§ EXERCISE DIRECTIONS
Extract every line of the entries below and reproduce each one verbatim, leaving out the pictures.

§ DATA TO USE
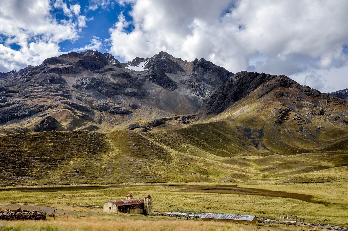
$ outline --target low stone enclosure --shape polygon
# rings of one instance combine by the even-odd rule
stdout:
[[[46,215],[40,211],[32,212],[20,209],[15,211],[0,210],[0,220],[45,220]]]

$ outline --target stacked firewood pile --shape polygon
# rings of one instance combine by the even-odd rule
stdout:
[[[21,209],[9,211],[0,210],[0,220],[45,220],[46,216],[45,213],[39,211],[32,212]]]

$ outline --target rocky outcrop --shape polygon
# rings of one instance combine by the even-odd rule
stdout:
[[[192,114],[190,115],[182,115],[180,116],[175,116],[169,117],[165,117],[154,120],[152,121],[148,122],[146,123],[146,125],[148,126],[152,127],[158,127],[162,125],[166,124],[167,121],[177,121],[181,122],[182,124],[189,124],[191,122],[191,120],[196,117],[196,114]]]
[[[146,59],[144,58],[142,58],[136,57],[135,58],[133,59],[132,62],[129,62],[127,63],[127,64],[130,66],[135,66],[140,64],[140,63],[143,63],[145,62],[146,60]]]
[[[262,83],[276,78],[276,75],[241,71],[232,76],[221,85],[206,101],[206,109],[209,114],[217,114],[236,102],[250,94]],[[272,86],[270,86],[272,88]],[[274,87],[273,88],[274,89]],[[266,90],[266,91],[269,89]]]
[[[177,60],[175,61],[176,59]],[[174,90],[177,88],[178,85],[166,73],[176,73],[184,71],[178,63],[179,60],[167,53],[161,51],[148,61],[145,66],[145,69],[148,70],[146,77],[164,88]]]
[[[345,88],[343,90],[328,94],[342,99],[348,100],[348,88]]]
[[[133,130],[135,128],[141,128],[143,129],[146,130],[147,132],[147,130],[151,130],[151,128],[147,126],[141,125],[140,124],[131,124],[127,126],[127,127],[126,127],[126,129],[128,130]]]
[[[60,128],[61,125],[54,117],[48,116],[38,123],[34,129],[35,132],[46,131],[55,131]]]
[[[127,115],[132,113],[131,111],[114,103],[100,103],[97,104],[95,109],[100,111],[108,112],[111,114]]]
[[[122,65],[120,63],[120,61],[115,59],[115,57],[113,57],[113,55],[109,53],[104,53],[104,57],[105,57],[106,60],[113,64],[114,65],[119,68],[122,67]]]

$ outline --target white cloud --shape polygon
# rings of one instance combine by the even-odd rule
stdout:
[[[235,72],[297,74],[302,83],[313,71],[348,64],[345,0],[128,2],[132,20],[121,15],[110,39],[110,52],[126,60],[163,50],[188,60],[203,57]],[[348,86],[348,79],[344,83]]]
[[[88,9],[91,10],[95,10],[99,7],[106,9],[109,6],[113,7],[116,1],[112,0],[89,0]]]
[[[77,39],[79,27],[86,26],[85,18],[79,14],[79,7],[75,5],[69,8],[62,0],[53,3],[49,0],[2,1],[0,72],[37,65],[61,54],[59,43]],[[69,19],[58,21],[50,13],[54,8],[62,10]],[[11,49],[13,44],[20,48]]]

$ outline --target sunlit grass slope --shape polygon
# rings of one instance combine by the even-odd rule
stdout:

§ REPLY TO THE EXERCISE
$ outline --target low stone enclosure --shape polygon
# rings of one instance combine by the even-odd rule
stdout:
[[[46,215],[40,211],[32,212],[20,209],[15,211],[0,210],[0,220],[45,220]]]

$ outline --target stacked firewood pile --shape polygon
# rings of one instance combine by the even-odd rule
stdout:
[[[21,209],[9,211],[0,210],[0,220],[45,220],[46,216],[45,213],[39,211],[32,212]]]

$ outline --target rocky outcrop --shape polygon
# rings of one instance combine by the even-odd rule
stdout:
[[[192,114],[190,115],[182,115],[180,116],[175,116],[169,117],[165,117],[154,120],[152,121],[148,122],[146,123],[146,125],[148,126],[152,127],[158,127],[162,125],[166,124],[167,121],[177,121],[181,122],[182,124],[189,124],[191,122],[191,120],[196,117],[196,114]]]
[[[146,59],[144,58],[142,58],[136,57],[135,58],[133,59],[132,62],[129,62],[127,63],[127,64],[130,66],[135,66],[140,64],[140,63],[143,63],[145,62],[146,60]]]
[[[262,83],[276,78],[276,75],[241,71],[232,76],[221,85],[206,101],[206,109],[209,114],[217,114],[236,102],[250,94]],[[272,86],[270,86],[272,88]],[[274,87],[273,88],[274,89]],[[266,90],[266,91],[269,89]]]
[[[177,60],[175,61],[176,59]],[[174,90],[177,88],[178,85],[166,73],[176,73],[184,71],[178,63],[179,60],[167,53],[161,51],[148,61],[145,66],[145,69],[148,70],[146,77],[164,88]]]
[[[345,88],[343,90],[328,94],[342,99],[348,100],[348,88]]]
[[[133,130],[135,128],[141,128],[143,129],[146,130],[147,132],[147,130],[151,130],[151,128],[147,126],[141,125],[140,124],[131,124],[127,126],[127,127],[126,127],[126,129],[128,130]]]
[[[60,128],[61,125],[54,117],[48,116],[38,123],[34,129],[35,132],[46,131],[55,131]]]
[[[127,115],[132,113],[131,111],[114,103],[100,103],[97,104],[95,109],[100,111],[108,112],[111,114]]]
[[[122,65],[120,63],[120,61],[115,59],[115,57],[113,57],[113,55],[109,53],[104,53],[104,57],[105,57],[106,60],[113,64],[114,65],[119,68],[122,67]]]

$ outline --target white cloud --shape polygon
# rings of one instance combine by the even-odd rule
stdout:
[[[235,72],[297,74],[302,83],[313,71],[348,64],[345,0],[128,2],[132,20],[121,15],[110,39],[110,52],[126,60],[163,50],[188,60],[203,57]],[[348,86],[348,79],[344,83]]]
[[[88,9],[91,10],[95,10],[99,7],[106,9],[109,6],[113,7],[116,1],[112,0],[89,0]]]
[[[77,39],[79,27],[86,26],[85,18],[79,14],[79,7],[75,5],[69,8],[62,0],[53,3],[49,0],[2,1],[0,72],[37,65],[61,54],[59,43]],[[69,19],[58,21],[50,13],[54,8],[62,10]],[[11,49],[13,44],[20,48]]]

$ outline --target sunlit grass slope --shape polygon
# rings of one instance combine by the even-odd rule
stdout:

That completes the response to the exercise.